===== Fragment =====
Home

Rechtbank Zeeland-West-Brabant, 26-07-2021, ECLI:NL:RBZWB:2021:4108, AWB-20_5585

Rechtbank Zeeland-West-Brabant, 26-07-2021, ECLI:NL:RBZWB:2021:4108, AWB-20_5585

Gegevens

Instantie
Rechtbank Zeeland-West-Brabant
Datum uitspraak
26 juli 2021
Datum publicatie
13 augustus 2021
ECLI
ECLI:NL:RBZWB:2021:4108
Zaaknummer
AWB-20_5585

Inhoudsindicatie

Voor deze uitspraak is geen samenvatting gemaakt.

Uitspraak

Belastingrecht

zaaknummer: BRE 20/5585

gemachtigde: [getuige] ,

en

Procesverloop

Belanghebbende heeft beroep ingesteld tegen de uitspraak op bezwaar van 16 maart 2020 (bestreden besluit) van de heffingsambtenaar inzake de aan belanghebbende opgelegde naheffingsaanslag parkeerbelasting met aanslagnummer [aanslagnummer] (de naheffingsaanslag).

Partijen zijn uitgenodigd voor de mondelinge behandeling van het beroep ter zitting, in Breda op 23 juni 2021. Partijen zijn, met voorafgaand bericht, niet verschenen.

Overwegingen

1. Inhoudelijk

1.1.

Belanghebbende heeft een beroepschrift ingediend betreffende de naheffingsaanslag parkeerbelasting.

1.2.

De heffingsambtenaar heeft de rechtbank bij brief van 9 juni 2021 bericht dat de naheffingsaanslag ten onrechte is opgelegd. Ook zal het door belanghebbende betaalde griffierecht worden vergoed. De heffingsambtenaar stelt dat het verzoek van belanghebbende om vergoeding van proceskosten moet worden afgewezen, omdat haar gemachtigde niet - als corebusiness - optreedt als professioneel gemachtigde én vanwege de familierelatie tussen belanghebbende en haar gemachtigde.
=====
Opdracht 1 ->
Beantwoord aan de hand van het fragment over de naheffingsaanslag parkeerbelasting de volgende vragen.
(a) Op welke datum is de uitspraak gepubliceerd?
(b) In welke plaats was de zitting voor de mondelinge behandeling gepland?
(c) Op welke datum stuurde de heffingsambtenaar zijn brief aan de rechtbank?
Opdracht 2 -> Kopieer woordelijk het stuk uit het fragment over de naheffingsaanslag parkeerbelasting dat begint met "Procesverloop" en doorloopt tot en met "bericht, niet verschenen.".
===== Aangeleverde items =====
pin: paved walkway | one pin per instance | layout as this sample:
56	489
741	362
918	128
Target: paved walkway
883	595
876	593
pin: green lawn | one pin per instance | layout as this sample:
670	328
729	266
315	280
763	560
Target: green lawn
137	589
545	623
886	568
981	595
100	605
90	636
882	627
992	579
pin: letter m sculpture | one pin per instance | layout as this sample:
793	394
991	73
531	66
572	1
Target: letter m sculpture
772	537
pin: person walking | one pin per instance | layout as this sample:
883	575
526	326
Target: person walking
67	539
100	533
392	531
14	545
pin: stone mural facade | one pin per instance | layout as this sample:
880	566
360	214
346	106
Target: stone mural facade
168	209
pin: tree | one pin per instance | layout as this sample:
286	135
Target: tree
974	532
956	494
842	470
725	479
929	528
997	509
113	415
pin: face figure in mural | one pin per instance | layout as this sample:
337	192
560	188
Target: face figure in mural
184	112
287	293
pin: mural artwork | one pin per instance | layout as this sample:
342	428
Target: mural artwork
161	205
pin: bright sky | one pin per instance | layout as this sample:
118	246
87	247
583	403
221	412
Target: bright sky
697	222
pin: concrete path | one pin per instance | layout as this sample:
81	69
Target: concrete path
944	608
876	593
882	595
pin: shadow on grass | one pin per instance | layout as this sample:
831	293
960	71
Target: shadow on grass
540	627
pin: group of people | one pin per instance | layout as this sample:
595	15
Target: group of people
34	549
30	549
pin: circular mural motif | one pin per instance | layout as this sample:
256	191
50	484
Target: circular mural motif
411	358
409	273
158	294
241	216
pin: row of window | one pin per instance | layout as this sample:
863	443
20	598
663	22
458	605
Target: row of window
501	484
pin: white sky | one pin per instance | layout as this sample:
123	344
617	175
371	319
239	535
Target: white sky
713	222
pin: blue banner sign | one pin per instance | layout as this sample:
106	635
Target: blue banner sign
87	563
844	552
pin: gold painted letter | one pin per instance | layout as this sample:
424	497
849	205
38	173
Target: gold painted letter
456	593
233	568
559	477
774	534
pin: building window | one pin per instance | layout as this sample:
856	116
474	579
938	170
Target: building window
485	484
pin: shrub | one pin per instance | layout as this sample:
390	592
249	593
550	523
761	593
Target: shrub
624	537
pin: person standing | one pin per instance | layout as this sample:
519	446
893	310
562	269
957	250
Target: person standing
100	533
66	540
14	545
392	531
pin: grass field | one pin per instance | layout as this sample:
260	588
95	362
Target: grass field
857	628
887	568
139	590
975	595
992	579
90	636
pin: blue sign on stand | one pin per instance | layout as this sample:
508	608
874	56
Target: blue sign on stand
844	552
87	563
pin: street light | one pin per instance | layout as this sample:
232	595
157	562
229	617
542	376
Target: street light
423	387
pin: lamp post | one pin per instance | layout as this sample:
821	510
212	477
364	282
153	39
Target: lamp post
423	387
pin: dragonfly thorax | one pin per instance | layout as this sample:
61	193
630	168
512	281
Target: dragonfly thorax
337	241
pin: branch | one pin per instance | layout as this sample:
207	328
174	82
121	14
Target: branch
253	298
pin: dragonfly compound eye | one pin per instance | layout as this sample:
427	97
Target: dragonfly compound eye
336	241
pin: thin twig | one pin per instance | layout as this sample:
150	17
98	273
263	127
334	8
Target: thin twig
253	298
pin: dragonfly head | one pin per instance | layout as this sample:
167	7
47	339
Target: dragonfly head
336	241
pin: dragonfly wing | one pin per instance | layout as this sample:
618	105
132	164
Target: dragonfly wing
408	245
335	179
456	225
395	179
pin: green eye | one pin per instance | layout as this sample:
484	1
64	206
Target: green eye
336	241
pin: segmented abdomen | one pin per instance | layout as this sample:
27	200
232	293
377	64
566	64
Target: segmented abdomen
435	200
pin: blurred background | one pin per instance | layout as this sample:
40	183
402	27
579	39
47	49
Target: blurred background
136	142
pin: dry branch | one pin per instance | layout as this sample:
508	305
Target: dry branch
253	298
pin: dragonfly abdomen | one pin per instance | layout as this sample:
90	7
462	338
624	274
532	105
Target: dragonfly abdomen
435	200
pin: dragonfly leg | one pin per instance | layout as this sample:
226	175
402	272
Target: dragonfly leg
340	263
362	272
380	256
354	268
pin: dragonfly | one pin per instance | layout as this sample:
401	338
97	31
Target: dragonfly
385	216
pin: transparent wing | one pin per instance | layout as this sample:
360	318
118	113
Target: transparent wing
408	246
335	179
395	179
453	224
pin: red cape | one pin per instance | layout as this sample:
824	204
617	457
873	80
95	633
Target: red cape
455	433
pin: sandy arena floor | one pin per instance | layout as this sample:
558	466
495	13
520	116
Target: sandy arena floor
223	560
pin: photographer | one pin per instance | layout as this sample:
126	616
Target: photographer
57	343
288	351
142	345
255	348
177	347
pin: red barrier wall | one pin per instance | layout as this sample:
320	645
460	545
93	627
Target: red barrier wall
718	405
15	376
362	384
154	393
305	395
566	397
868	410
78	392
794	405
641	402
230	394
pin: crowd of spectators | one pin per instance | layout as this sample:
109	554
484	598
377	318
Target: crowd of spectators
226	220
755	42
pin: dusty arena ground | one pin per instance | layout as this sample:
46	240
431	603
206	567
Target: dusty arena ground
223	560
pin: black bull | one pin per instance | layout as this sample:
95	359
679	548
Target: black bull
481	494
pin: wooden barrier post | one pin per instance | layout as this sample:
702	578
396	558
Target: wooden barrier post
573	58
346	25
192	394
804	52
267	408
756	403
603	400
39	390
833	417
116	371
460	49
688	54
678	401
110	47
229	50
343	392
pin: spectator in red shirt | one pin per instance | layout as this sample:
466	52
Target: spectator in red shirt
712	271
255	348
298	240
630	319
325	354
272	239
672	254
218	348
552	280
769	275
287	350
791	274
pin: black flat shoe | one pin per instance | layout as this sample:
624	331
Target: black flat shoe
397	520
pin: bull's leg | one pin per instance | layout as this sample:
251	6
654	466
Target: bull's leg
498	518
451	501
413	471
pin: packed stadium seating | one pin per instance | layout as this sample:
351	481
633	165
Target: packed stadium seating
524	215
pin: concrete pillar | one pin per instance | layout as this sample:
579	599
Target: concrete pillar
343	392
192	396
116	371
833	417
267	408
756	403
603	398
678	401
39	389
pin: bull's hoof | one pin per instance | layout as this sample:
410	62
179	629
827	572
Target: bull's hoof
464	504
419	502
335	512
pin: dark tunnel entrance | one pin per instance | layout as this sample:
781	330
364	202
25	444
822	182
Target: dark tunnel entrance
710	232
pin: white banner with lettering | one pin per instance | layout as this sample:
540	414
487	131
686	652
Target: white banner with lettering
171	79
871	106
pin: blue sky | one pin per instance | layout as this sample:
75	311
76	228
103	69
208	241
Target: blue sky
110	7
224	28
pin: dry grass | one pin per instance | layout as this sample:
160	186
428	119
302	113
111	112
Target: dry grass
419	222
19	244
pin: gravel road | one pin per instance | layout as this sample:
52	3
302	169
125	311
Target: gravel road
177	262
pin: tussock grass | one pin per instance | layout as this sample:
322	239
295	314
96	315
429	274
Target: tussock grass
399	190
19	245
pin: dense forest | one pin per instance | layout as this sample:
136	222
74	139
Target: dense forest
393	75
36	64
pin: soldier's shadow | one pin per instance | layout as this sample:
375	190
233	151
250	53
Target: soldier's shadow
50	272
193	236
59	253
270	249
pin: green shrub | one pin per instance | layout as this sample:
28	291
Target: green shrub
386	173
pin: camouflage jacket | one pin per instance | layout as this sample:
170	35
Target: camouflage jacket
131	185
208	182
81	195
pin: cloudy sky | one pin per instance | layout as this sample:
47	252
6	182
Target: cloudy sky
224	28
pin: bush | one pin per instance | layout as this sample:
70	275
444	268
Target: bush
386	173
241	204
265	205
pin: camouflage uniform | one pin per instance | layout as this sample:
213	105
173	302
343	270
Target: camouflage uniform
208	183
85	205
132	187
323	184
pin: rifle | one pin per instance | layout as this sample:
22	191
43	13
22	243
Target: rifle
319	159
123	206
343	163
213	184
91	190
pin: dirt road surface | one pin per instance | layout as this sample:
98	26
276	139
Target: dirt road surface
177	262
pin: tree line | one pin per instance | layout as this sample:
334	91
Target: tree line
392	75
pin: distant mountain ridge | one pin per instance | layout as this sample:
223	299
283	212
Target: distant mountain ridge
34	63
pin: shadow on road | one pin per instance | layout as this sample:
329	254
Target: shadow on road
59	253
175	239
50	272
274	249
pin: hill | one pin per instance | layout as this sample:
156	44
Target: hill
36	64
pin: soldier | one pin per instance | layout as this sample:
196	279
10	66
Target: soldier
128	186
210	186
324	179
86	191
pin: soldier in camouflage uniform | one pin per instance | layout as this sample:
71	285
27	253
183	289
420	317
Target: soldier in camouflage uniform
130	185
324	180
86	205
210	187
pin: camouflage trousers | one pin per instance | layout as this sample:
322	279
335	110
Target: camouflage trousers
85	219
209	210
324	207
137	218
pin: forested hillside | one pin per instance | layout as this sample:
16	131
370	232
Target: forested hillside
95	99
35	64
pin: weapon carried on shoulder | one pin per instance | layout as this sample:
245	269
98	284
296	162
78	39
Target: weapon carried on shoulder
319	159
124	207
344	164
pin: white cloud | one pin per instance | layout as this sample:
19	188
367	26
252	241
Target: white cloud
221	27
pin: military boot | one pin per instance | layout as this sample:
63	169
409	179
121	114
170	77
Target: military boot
=====
Verwacht antwoord 1 ->
(a) 13 augustus 2021
(b) Breda
(c) 9 juni 2021

Verwacht antwoord 2 ->
Procesverloop

Belanghebbende heeft beroep ingesteld tegen de uitspraak op bezwaar van 16 maart 2020 (bestreden besluit) van de heffingsambtenaar inzake de aan belanghebbende opgelegde naheffingsaanslag parkeerbelasting met aanslagnummer [aanslagnummer] (de naheffingsaanslag).

Partijen zijn uitgenodigd voor de mondelinge behandeling van het beroep ter zitting, in Breda op 23 juni 2021. Partijen zijn, met voorafgaand bericht, niet verschenen.